* WHAT TO WORK ON *
Every record below should be written out exactly; pictures stay out.

[Source data]
+===+
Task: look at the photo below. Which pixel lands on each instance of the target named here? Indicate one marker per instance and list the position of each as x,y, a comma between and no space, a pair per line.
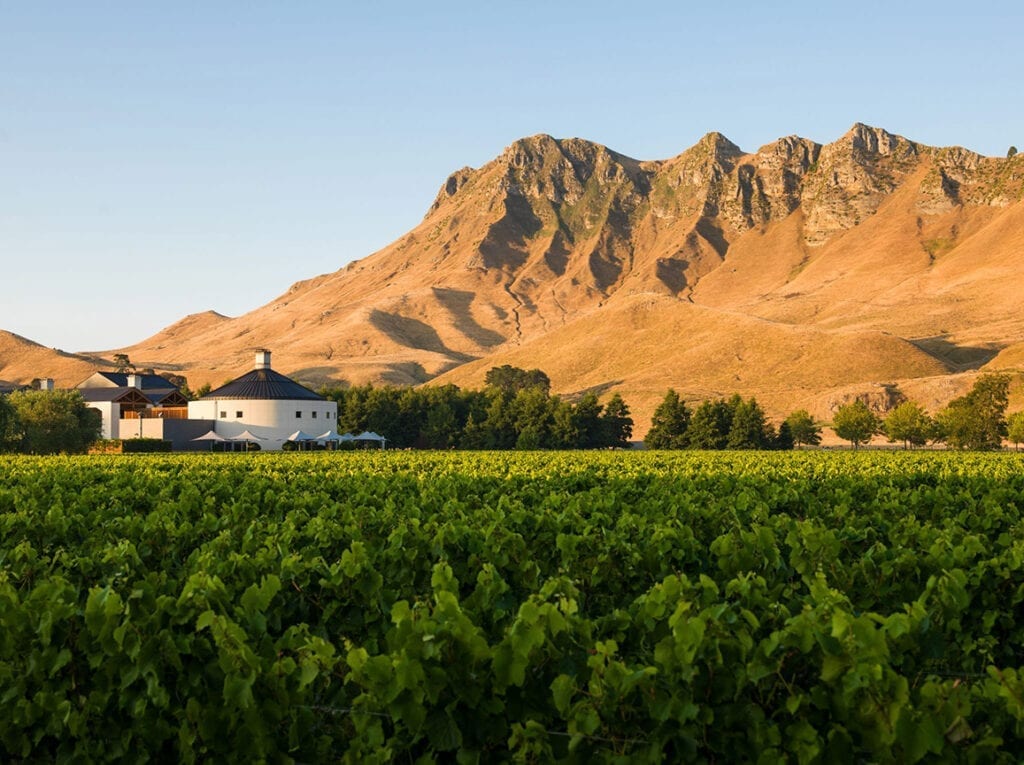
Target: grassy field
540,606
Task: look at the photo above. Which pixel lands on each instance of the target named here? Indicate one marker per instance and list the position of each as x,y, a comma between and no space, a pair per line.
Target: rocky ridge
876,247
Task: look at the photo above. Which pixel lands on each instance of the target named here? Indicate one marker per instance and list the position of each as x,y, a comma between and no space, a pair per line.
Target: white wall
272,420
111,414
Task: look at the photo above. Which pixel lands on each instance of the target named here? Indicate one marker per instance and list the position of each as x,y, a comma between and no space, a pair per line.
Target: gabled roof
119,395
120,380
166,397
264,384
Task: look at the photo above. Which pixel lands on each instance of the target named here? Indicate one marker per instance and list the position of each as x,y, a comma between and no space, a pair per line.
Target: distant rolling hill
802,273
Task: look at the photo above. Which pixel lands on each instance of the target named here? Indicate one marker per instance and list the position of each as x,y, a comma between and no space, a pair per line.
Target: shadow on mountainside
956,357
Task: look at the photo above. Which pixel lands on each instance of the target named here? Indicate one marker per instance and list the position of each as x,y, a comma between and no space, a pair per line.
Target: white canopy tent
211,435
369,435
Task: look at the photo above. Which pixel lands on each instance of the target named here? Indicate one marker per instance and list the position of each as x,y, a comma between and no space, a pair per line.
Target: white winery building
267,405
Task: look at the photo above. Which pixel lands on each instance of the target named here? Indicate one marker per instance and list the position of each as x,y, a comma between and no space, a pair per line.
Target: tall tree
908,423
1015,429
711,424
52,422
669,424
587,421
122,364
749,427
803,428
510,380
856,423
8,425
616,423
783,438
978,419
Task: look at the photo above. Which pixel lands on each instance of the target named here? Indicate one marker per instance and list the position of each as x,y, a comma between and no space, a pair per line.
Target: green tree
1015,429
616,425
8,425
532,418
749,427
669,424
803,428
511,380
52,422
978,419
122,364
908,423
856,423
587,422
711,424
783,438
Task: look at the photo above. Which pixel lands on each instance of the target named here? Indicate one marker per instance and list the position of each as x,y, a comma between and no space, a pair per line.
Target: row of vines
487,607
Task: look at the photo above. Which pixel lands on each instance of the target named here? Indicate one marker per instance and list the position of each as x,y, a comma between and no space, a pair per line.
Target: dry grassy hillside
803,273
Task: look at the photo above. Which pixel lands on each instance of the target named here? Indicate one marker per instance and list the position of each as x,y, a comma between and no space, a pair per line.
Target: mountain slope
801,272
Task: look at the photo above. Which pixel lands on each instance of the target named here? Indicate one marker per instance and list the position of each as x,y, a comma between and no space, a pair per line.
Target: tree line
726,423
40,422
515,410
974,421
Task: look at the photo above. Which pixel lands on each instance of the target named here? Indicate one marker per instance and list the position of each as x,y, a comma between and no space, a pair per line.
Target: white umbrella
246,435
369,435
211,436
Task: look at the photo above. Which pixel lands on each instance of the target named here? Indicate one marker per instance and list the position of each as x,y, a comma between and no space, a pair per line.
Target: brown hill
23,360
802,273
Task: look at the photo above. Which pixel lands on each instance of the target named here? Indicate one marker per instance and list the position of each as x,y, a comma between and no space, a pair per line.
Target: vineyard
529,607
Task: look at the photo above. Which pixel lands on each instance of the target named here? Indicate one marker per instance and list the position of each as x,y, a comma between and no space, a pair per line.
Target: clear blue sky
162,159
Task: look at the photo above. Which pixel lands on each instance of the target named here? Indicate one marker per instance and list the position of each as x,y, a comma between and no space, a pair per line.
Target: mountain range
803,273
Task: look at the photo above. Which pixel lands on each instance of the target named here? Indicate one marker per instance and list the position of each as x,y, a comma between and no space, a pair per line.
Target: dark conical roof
+===+
* FULL OUTPUT *
Task: look at the photo below. Which pixel lands on each instance of the target named here? Indicate one marker per instance and list the position of each as x,y, a comma between and no space, a pair per line.
Target: grassy field
540,606
Task: look at the photo above. Which pixel lands on each instance of the target named here? Indicate one marker per instance and list the position of each as x,y, a comma between and no space, a pair per line.
Target: rocky ridge
876,247
Task: look at the photo above. Which pixel lands on each instance of the target named here? Indicate one marker per instance and list the position of each as x,y, a comma between and no space, a pair per line.
Target: white wall
272,420
111,414
Task: look at the photo above. Which pixel lands on each instance of the target named here? Indicate one marker per instance and list the position of each as x,y, a comma between and no space, a pair per line.
Target: gabled roof
119,395
120,380
166,397
264,384
Task: look at the photo above. Which pixel lands on each instance of the target named here? Indicate one marker per instance and list the position of each as x,y, a comma between and no space, a pair per line.
Target: distant rolling hill
802,273
Task: look at the photo above. Which pixel lands on each instance of the target named here? Indicate one marker per instance and list the position of each as x,y, a comma between and no space, a pair per line.
Target: shadow on mountainside
956,357
Task: look at the photo above. Which pixel lands on each instance of the target named here? Indicate one marker per instance and list the position of each as x,y, a comma between and no space, a pair per line.
Target: white canopy tent
211,435
369,435
Task: look at the photo above. Which pixel lands on each instance of the target named here? Indicate one marker per instance and list the position of each as x,y, a comma between and no space, a pair per line.
Target: white winery building
267,405
Task: look at the photo above. Which pixel lands on each instance of the target named here? Indicate one marker per instance and list the position of each as x,y, a comma between and no space, a pair per line.
Target: tall tree
908,423
1015,429
711,424
52,422
669,424
587,421
122,364
749,427
803,428
510,380
856,423
8,425
616,423
783,438
978,419
Task: look at the photo above. Which pixel lands on each instance of the target named here? Indicate one marker per instance and list the position of each as x,y, a comma between and no space, a pair per line.
Target: green tree
1015,429
616,425
8,425
532,418
749,427
669,424
803,428
511,380
52,422
978,419
122,364
908,423
856,423
587,422
711,424
783,438
Task: look at the photo above. Which pixel lands on each instance of the target named here? Indicate one marker per instance and list the position of each as x,y, a comma between and no space, a pair per line.
Target: row of vines
487,607
Task: look at the photo above. Which pixel lands on each instance of the target named here? Indicate one marker per instance and list the position of each as x,y, a comma between and no space, a pair per line.
Target: dry grassy hillside
803,273
Task: look at the photo above. Which pixel lands on each instance of the target named here? Indicate one marker per instance and list the position of each as x,y, a comma between and no space, a pair per line.
Target: mountain slope
801,272
Task: look at the photo above. Which pixel lands on each instance of the target named here? Indicate one marker per instance and list the position of each as x,y, a comma between and no space, a pair per line.
Target: tree line
726,423
40,422
515,410
974,421
Task: look at the photo above. Which pixel lands on each instance of the target named here? Indicate one marker per instance and list the position of each as x,y, a comma between and no space, a pair per line.
Target: white umbrella
246,435
369,435
211,436
Task: look at the photo above. Which pixel lands on each instance of the target named here? Indicate one marker per instance and list the position of each as x,y, a comma between and no space, a pair per line.
Target: brown hill
23,360
802,273
Task: look at the photo above. Which pixel lands on each instance of the target named here? Indicate one marker per instance and list the position of each as x,y, a comma between and no space, a pair per line.
Target: vineyard
529,607
Task: look at the photo above. Which pixel lands on each instance of the target named here? Indicate one marker per instance and list the position of each as x,y, a comma between and no space, a pair per line.
Target: clear blue sky
162,159
Task: look at the photo above. Which pixel lands on each instance of the target named here? Indicate one marker per instance and list the position of each as x,y, a comma between and no space, a pair per line.
Target: mountain range
803,273
Task: look at the photo above. Which pixel lands on each instance of the target named here? Indicate one marker per instance and list the position of each as x,y, a comma between and no space, a pair per line.
Target: dark conical roof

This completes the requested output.